(Written problem)
Reproduce each line of the listing below verbatim, without any alteration.

──────

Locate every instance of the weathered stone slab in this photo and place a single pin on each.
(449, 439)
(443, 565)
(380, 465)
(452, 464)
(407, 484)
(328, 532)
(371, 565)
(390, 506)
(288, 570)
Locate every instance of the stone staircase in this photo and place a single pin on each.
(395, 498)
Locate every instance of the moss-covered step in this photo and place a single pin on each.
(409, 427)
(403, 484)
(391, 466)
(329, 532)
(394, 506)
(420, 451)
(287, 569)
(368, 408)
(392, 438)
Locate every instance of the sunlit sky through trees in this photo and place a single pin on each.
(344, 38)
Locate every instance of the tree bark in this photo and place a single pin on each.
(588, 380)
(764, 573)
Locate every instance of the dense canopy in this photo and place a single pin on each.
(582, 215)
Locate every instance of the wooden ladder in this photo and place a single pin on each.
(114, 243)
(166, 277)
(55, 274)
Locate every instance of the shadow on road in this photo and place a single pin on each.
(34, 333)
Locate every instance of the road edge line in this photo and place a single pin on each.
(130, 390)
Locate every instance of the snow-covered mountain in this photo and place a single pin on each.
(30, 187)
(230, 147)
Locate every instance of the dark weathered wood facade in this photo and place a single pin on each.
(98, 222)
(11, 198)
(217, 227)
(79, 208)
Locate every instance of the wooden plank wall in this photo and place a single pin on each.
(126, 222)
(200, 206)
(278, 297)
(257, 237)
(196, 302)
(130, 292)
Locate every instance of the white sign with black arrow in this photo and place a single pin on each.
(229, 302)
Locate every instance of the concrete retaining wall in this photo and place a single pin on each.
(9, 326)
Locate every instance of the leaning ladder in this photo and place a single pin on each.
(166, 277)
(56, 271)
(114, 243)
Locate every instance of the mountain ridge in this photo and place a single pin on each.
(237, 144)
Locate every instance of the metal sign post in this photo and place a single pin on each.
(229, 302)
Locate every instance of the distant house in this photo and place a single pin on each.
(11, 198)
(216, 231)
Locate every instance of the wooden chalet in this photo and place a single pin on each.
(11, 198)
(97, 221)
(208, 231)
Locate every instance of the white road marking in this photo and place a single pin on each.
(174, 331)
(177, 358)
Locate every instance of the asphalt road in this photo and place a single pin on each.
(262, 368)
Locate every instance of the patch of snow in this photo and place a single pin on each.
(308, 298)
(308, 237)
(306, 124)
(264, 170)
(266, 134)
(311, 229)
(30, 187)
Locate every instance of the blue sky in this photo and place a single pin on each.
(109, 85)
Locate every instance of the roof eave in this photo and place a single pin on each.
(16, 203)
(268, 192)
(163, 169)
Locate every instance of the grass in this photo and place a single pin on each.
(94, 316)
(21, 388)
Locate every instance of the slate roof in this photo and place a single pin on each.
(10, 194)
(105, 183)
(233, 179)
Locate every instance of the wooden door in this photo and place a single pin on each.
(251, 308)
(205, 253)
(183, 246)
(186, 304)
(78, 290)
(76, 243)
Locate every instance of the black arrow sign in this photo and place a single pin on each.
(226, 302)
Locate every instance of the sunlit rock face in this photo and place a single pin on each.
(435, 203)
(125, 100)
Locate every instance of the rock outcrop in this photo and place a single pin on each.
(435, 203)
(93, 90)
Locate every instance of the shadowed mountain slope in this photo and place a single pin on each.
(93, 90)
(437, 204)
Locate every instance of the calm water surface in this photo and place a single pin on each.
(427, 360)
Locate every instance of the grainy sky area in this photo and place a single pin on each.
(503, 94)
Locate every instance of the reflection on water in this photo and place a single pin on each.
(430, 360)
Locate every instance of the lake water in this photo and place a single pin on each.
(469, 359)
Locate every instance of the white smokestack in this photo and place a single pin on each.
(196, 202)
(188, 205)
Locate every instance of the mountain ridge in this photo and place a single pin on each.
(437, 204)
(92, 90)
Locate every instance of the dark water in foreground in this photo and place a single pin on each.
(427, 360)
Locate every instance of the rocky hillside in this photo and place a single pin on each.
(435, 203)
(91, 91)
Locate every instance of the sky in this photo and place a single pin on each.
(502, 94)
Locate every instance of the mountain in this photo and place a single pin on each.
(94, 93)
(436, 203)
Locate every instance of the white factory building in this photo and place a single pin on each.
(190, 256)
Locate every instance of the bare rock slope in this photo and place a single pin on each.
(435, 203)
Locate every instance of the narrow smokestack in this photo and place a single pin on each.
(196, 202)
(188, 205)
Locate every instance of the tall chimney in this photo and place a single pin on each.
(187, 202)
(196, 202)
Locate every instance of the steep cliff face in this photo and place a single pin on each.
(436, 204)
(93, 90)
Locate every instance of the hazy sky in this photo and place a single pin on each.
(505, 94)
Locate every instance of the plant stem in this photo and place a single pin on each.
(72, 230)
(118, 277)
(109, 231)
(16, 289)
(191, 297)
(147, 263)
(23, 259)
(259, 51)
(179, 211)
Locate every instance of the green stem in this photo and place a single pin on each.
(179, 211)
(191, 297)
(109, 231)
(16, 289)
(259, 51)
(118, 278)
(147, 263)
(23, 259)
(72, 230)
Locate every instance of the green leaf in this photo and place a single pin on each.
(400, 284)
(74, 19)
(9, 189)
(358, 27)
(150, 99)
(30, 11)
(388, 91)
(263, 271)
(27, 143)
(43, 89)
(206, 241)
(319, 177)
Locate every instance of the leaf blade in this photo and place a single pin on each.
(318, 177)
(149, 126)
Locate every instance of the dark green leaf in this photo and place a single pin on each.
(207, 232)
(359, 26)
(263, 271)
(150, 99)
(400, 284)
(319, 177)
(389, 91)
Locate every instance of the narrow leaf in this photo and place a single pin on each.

──────

(Result below)
Locate every instance of the weathered stone slab in this photo and place a single pin on each.
(449, 439)
(443, 565)
(380, 465)
(452, 464)
(407, 484)
(328, 532)
(371, 565)
(390, 506)
(288, 570)
Locate every instance of the stone staircase in this photo and place a single pin on each.
(395, 498)
Locate every instance of the moss-covered step in this photo and place a single pin on each.
(409, 427)
(403, 484)
(391, 466)
(329, 532)
(394, 506)
(420, 451)
(287, 569)
(368, 408)
(392, 438)
Locate every instance of the sunlit sky through trees in this photo and place a single pin on each.
(344, 38)
Locate every instance of the tree bark in this photo and place a single pin on each.
(588, 380)
(764, 573)
Locate every instance of the dense canopy in this photo and place a single pin on each.
(582, 215)
Locate every instance of the wooden ladder in this photo and place a single pin on each.
(114, 243)
(166, 277)
(55, 274)
Locate every instance of the shadow on road in this photo and place a single pin on each.
(34, 333)
Locate every instance of the road edge line in this photo and place a single pin on each.
(130, 390)
Locate every instance of the snow-covered mountain in this photo and place a single pin on each.
(30, 187)
(230, 147)
Locate every instance of the dark weathered wood facade in this photo and place a single pin on each.
(98, 222)
(11, 198)
(217, 227)
(79, 208)
Locate every instance of the wooden plank wall in this photo and place a single pin on each.
(126, 222)
(200, 206)
(278, 297)
(257, 237)
(196, 302)
(130, 292)
Locate every instance of the white sign with black arrow in this photo and place a single pin on each.
(229, 302)
Locate every instance of the concrete retaining wall in this photo and place a single pin on each.
(9, 326)
Locate every instance of the leaning ladder in this photo and place a single pin on each.
(166, 277)
(56, 271)
(114, 243)
Locate every instance of the mountain ridge in this photo and place a single pin on each.
(237, 144)
Locate every instance of the metal sign post in this photo and place a single pin on each.
(229, 302)
Locate every instance of the distant house in this photo and place a single pin on each.
(11, 198)
(216, 231)
Locate every instance of the wooden chalet in this photo and place a single pin on each.
(11, 198)
(97, 221)
(208, 231)
Locate every instance of the white road marking in this photo and place a single pin on each.
(174, 331)
(177, 358)
Locate every instance of the asphalt road in this photo and place a single pin on each.
(262, 368)
Locate every instance of the patch of snow in this photo and place a single pin on each.
(308, 298)
(308, 237)
(306, 124)
(264, 170)
(266, 134)
(311, 229)
(30, 187)
Locate every instance of the blue sky in this photo and place a single pin on each.
(109, 85)
Locate every instance of the roof eave in this photo and place a single pin on each.
(16, 203)
(268, 192)
(163, 169)
Locate every instance of the grass in this photo and place a single pin on each.
(94, 316)
(21, 388)
Locate every instance of the slate roof in this photo and place a single pin on each.
(10, 194)
(105, 183)
(233, 179)
Locate every instance of the wooden door in this photo and place a single pin on each.
(251, 308)
(205, 253)
(183, 246)
(186, 304)
(78, 290)
(76, 243)
Locate every instance of the black arrow sign in this photo and place a single pin on each.
(226, 302)
Locate every instance of the sunlit rock face in this photo and place a single pin on each.
(435, 203)
(125, 100)
Locate every instance of the rock outcrop in this photo and place a single pin on each.
(435, 203)
(93, 90)
Locate every instance of the shadowed mountain slope in this photo and place a single pin on each.
(93, 90)
(437, 204)
Locate every instance of the calm water surface in this photo and place a single pin on each.
(427, 360)
Locate every instance of the grainy sky area in this photo and place a single pin on each.
(503, 94)
Locate every instance of the reflection on water in this photo and place a single pin on each.
(430, 360)
Locate every instance of the lake water in this photo and place a single pin on each.
(469, 359)
Locate every instance of the white smokestack in this photo and place a single pin on each.
(196, 202)
(188, 205)
Locate every instance of the mountain ridge in this photo and place a single pin on each.
(437, 204)
(92, 90)
Locate every instance of the dark water in foreground in this photo and place a single pin on each.
(427, 360)
Locate every instance of the rocky hillside in this photo and place a single pin on each.
(435, 203)
(91, 91)
Locate every instance of the sky in this photo and place a single pin on each.
(502, 94)
Locate every instance of the mountain in this photo and place a single pin on each.
(94, 93)
(436, 203)
Locate every instance of the white factory building in this photo and place a single pin on each.
(190, 256)
Locate every instance of the bare rock slope in this photo and place a single pin on each.
(435, 203)
Locate every instance of the narrow smokestack in this photo and place a single pin on each.
(196, 202)
(188, 205)
Locate every instance of the tall chimney in this photo and place a single pin on each.
(187, 202)
(196, 202)
Locate every instance of the steep cliff face in this photo and place a single pin on each.
(436, 204)
(93, 90)
Locate every instance of the hazy sky in this photo and place a single pin on each.
(505, 94)
Locate every instance of the plant stem in this photo and place a single pin on each.
(72, 230)
(118, 277)
(109, 231)
(16, 289)
(191, 297)
(147, 263)
(23, 259)
(259, 51)
(179, 211)
Locate every instance of the green stem in this photo and place a single pin on each.
(179, 211)
(191, 297)
(109, 231)
(16, 289)
(259, 51)
(118, 278)
(147, 263)
(23, 259)
(72, 230)
Locate every instance of the green leaf in this photo and place a single pin on each.
(400, 284)
(74, 19)
(9, 189)
(358, 27)
(150, 99)
(30, 11)
(388, 91)
(263, 271)
(27, 143)
(43, 89)
(206, 241)
(319, 177)
Locate every instance of the leaf blade in this photo and place a single pin on each.
(318, 177)
(149, 126)
Locate every instance of the dark green leaf in this photo and place a single pin on each.
(207, 232)
(359, 26)
(263, 271)
(150, 99)
(400, 284)
(319, 177)
(389, 91)
Locate every instance of the narrow leaf in this photo and place a single pin on each.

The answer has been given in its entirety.